(Dataset items)
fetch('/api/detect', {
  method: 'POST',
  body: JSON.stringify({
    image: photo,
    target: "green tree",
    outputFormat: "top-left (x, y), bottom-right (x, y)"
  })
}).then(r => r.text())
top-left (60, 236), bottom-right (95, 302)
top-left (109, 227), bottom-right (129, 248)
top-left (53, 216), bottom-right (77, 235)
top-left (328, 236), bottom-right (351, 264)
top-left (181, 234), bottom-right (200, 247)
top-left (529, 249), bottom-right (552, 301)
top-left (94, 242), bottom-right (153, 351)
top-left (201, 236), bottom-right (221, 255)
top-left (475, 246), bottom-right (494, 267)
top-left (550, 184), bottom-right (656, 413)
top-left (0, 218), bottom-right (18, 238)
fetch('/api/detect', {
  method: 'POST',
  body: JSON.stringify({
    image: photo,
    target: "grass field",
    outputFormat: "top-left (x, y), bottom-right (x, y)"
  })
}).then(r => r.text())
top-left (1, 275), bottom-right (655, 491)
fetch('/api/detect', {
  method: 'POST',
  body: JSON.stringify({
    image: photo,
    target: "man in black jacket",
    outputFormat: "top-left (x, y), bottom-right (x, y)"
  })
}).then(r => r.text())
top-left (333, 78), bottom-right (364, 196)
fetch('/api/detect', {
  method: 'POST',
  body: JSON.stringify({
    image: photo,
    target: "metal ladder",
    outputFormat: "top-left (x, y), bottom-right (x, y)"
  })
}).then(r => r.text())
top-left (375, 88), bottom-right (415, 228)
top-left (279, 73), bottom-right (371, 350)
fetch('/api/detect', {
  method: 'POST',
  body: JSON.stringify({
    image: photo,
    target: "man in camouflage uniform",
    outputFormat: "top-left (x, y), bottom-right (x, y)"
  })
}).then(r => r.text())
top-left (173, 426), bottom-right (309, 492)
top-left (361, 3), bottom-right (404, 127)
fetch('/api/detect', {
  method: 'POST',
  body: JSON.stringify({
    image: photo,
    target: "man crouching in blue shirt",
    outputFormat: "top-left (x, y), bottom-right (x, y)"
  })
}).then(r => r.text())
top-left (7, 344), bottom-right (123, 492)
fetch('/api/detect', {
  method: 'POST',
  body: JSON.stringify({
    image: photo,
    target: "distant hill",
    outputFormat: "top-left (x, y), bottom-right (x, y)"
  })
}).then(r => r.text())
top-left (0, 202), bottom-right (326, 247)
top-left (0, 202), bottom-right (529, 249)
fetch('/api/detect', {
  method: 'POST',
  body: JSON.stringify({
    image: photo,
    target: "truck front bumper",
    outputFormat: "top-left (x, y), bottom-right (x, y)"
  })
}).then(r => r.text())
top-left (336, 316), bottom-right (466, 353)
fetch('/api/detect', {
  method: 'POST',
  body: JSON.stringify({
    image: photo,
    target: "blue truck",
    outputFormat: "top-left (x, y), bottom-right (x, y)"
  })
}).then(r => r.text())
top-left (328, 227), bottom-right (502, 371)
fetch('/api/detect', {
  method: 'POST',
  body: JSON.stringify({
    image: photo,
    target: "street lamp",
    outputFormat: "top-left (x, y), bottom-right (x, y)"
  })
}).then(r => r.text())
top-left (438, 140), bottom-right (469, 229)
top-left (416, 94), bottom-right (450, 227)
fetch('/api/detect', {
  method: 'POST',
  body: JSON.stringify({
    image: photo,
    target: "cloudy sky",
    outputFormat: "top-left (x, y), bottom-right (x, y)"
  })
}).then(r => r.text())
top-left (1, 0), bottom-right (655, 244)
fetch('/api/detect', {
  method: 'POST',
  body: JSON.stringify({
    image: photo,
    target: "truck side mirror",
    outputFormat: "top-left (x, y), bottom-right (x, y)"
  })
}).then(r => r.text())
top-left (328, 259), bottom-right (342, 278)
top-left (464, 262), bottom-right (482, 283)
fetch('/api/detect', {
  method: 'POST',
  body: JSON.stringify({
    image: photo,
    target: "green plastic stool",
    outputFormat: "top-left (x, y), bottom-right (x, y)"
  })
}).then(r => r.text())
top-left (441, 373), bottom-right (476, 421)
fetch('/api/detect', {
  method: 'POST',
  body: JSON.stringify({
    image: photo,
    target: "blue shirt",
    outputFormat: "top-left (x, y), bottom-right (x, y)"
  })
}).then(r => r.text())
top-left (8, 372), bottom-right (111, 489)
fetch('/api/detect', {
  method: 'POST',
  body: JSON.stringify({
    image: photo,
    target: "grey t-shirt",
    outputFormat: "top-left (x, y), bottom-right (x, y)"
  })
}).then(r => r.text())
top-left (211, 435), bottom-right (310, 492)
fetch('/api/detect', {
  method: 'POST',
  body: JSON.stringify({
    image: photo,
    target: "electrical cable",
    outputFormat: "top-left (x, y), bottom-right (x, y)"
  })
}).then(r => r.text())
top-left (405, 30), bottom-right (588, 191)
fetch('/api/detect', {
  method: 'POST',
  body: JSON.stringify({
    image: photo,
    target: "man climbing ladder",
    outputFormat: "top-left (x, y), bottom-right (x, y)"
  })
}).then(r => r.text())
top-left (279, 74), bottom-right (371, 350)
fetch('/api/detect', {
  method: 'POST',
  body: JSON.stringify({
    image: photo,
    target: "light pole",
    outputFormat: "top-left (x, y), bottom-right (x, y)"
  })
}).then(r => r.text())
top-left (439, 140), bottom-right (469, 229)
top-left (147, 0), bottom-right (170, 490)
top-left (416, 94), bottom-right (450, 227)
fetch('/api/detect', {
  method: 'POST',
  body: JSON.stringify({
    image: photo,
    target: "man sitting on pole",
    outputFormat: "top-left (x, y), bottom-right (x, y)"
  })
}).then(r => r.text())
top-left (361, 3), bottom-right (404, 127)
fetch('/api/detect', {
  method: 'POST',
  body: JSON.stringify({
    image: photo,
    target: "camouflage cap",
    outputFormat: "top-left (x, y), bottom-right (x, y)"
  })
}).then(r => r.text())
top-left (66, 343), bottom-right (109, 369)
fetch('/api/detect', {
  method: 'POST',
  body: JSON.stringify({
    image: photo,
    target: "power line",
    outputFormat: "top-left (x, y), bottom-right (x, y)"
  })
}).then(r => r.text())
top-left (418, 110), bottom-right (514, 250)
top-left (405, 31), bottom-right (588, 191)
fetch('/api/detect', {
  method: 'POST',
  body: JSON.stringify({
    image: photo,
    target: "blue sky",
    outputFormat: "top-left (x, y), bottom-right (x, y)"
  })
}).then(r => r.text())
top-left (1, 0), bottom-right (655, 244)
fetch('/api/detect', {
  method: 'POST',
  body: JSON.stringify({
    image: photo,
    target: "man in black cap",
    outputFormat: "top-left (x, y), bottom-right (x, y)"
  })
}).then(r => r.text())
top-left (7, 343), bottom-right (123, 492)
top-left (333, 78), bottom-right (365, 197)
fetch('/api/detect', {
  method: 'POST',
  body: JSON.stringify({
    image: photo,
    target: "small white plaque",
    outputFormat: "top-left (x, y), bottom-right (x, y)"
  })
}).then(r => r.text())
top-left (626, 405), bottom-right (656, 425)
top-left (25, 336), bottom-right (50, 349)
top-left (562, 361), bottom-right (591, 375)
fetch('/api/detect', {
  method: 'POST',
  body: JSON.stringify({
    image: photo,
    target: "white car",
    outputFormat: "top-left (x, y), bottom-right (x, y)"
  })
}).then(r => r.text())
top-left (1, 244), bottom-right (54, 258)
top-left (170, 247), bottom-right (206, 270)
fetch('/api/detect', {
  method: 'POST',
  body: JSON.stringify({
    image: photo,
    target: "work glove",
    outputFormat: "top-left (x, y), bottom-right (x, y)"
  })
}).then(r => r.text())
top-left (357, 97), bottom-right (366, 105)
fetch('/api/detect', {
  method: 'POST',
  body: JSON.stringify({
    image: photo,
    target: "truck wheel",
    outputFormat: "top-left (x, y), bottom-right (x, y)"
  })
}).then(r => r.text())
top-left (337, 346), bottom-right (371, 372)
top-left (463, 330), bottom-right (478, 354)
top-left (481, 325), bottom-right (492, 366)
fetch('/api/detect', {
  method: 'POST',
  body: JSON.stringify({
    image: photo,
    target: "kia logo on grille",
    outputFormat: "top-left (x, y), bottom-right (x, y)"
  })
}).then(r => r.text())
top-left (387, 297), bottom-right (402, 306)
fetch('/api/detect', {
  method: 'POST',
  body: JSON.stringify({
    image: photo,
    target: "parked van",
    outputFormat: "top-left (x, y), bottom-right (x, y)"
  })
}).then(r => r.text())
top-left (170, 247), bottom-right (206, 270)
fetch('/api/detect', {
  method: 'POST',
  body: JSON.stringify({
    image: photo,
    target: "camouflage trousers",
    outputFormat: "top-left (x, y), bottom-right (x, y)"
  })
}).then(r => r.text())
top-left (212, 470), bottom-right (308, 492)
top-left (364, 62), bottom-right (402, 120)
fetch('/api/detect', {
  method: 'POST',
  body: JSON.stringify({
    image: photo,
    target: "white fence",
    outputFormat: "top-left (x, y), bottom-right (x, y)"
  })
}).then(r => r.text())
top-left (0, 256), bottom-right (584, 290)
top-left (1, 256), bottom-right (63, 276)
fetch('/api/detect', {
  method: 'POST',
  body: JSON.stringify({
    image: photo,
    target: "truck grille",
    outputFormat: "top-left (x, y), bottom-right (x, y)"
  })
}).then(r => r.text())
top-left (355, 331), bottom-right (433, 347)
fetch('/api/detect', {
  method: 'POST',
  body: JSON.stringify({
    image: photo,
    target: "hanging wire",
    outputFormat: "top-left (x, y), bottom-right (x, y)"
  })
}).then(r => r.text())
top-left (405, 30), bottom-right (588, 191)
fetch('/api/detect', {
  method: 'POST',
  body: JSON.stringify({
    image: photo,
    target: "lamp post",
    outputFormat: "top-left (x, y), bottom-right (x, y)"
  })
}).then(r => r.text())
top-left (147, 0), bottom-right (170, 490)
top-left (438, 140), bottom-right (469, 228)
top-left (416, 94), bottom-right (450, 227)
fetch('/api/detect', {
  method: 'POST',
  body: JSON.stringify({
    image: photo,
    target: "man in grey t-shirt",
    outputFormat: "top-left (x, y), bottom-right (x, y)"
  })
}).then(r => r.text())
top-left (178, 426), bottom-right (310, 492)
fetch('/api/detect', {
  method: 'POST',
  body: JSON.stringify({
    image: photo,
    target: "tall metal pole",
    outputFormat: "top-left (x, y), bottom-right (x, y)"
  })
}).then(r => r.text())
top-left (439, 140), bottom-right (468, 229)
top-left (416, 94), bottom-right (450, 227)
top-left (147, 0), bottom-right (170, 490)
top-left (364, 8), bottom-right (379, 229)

WORK TO BE COMPLETED.
Search the entries for the word "shirt" and copy every line that has it.

ANSWER SECTION.
    target: "man crouching in blue shirt",
    target: "blue shirt",
    target: "grey t-shirt",
    target: "man in grey t-shirt",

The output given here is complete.